◆ **Data shown**:
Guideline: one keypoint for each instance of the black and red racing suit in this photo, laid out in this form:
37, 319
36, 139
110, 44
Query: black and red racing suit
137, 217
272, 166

◆ **To do**:
Down to the last line, give the records again exactly.

◆ **Exercise result**:
Guideline: one keypoint for each instance of the black and red racing suit in this photo, laid out in this form:
37, 319
36, 139
110, 44
Query: black and red racing suit
137, 217
272, 166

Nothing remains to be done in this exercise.